*任务要求*.
列出下方列表中包含字符串“lawn”的每一行，大小写须完全一致。
======== 所给列表 ========
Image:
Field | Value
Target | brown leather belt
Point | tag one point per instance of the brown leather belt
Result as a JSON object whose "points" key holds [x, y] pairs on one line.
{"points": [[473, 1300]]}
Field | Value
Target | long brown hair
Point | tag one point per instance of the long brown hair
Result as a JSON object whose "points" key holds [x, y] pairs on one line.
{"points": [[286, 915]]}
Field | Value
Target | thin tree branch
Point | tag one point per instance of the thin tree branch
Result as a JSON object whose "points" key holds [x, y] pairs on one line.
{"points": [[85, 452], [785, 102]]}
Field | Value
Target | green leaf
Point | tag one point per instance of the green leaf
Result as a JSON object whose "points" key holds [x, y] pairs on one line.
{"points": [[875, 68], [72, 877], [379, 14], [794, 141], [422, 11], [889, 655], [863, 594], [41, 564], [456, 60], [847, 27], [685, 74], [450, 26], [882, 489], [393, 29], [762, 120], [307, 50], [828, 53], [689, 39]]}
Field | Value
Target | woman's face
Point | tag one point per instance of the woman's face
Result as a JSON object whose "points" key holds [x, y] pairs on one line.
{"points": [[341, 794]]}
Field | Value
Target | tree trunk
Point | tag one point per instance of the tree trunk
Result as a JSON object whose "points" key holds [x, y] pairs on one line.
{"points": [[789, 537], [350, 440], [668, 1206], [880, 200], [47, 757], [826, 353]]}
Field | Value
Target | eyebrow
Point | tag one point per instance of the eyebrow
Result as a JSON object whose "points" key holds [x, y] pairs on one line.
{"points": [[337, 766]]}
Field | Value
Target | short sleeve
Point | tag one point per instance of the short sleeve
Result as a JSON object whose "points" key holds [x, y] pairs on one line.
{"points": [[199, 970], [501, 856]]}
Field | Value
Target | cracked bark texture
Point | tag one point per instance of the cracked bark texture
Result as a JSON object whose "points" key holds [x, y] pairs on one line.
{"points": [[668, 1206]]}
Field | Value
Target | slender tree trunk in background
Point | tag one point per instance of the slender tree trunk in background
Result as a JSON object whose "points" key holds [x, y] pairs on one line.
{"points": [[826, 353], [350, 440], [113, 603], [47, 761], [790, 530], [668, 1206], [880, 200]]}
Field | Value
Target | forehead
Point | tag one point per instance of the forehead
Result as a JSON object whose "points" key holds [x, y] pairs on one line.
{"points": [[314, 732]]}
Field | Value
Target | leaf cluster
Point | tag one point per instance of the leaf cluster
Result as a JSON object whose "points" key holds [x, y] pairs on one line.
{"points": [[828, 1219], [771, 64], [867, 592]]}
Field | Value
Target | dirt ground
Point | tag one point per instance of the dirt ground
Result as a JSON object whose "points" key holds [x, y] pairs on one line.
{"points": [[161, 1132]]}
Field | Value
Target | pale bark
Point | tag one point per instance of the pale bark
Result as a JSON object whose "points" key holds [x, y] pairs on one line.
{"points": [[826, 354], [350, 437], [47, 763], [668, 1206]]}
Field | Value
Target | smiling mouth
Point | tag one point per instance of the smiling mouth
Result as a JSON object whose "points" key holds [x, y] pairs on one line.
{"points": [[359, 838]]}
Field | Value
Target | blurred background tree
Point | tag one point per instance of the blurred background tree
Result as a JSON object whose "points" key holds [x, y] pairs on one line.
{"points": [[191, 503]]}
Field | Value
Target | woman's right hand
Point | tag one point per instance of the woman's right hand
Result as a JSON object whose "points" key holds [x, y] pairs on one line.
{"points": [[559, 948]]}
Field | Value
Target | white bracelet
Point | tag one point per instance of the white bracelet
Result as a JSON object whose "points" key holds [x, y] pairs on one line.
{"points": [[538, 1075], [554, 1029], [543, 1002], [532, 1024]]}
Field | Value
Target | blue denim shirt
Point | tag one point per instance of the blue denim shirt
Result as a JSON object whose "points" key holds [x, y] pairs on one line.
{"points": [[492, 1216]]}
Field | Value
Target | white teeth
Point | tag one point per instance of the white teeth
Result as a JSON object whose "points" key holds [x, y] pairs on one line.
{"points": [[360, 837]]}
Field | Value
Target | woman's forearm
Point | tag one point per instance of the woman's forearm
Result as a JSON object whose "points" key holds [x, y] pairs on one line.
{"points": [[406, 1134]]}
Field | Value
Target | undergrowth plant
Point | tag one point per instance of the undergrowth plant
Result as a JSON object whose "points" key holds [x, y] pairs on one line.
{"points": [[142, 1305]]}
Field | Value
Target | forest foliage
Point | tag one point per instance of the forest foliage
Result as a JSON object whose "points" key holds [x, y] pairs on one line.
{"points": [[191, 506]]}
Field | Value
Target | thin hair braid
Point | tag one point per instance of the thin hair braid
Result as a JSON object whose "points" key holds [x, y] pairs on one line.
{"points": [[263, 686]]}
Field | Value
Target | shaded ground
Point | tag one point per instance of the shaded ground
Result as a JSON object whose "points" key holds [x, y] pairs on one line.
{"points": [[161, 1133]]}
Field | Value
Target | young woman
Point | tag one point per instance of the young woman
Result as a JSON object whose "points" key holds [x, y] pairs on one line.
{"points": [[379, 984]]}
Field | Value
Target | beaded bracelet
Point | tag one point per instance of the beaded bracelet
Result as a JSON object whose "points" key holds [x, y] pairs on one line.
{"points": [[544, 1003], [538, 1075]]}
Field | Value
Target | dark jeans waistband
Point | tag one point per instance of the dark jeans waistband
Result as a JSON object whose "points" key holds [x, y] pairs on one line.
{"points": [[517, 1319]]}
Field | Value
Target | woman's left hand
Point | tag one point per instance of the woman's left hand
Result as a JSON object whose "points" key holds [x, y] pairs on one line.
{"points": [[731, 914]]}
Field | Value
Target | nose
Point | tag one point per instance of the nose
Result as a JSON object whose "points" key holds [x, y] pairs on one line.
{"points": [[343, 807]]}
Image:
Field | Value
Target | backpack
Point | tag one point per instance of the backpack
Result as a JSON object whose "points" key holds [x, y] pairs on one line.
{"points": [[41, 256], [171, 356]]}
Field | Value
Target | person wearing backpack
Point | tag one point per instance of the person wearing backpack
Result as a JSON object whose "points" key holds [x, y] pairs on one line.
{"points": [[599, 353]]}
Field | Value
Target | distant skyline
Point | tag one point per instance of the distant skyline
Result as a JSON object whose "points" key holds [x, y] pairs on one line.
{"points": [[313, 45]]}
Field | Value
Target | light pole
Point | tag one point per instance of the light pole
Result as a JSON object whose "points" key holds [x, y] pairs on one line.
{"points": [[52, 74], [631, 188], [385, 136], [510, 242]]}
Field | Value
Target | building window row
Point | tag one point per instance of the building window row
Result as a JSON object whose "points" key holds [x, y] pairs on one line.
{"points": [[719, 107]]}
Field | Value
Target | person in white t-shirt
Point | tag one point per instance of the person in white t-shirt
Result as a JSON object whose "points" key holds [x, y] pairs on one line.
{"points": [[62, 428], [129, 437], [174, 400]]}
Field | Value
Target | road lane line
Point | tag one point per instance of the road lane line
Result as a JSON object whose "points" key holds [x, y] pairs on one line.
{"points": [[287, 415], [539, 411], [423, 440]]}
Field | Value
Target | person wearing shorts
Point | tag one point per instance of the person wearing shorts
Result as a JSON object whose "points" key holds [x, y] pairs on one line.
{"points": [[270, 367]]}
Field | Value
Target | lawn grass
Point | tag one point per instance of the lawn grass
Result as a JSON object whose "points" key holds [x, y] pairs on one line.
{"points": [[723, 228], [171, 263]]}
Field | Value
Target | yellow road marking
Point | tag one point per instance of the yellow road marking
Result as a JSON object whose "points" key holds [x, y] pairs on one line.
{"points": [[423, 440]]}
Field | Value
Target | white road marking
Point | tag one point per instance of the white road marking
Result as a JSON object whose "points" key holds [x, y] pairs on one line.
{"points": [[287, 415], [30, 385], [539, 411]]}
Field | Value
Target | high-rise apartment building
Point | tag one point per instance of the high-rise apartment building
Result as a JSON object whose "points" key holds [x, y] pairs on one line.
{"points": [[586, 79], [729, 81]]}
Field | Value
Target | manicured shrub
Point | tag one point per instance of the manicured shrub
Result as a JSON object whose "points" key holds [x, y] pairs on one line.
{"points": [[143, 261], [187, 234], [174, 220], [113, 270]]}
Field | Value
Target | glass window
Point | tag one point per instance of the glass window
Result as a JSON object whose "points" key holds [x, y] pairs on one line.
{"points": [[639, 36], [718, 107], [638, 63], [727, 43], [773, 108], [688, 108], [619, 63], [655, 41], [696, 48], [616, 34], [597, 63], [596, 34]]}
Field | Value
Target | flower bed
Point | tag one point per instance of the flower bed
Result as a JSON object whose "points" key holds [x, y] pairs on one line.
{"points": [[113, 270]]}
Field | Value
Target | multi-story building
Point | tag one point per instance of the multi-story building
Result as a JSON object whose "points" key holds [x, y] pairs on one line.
========
*输出结果*.
Target | lawn grass
Point | tag one point per instance of the lawn grass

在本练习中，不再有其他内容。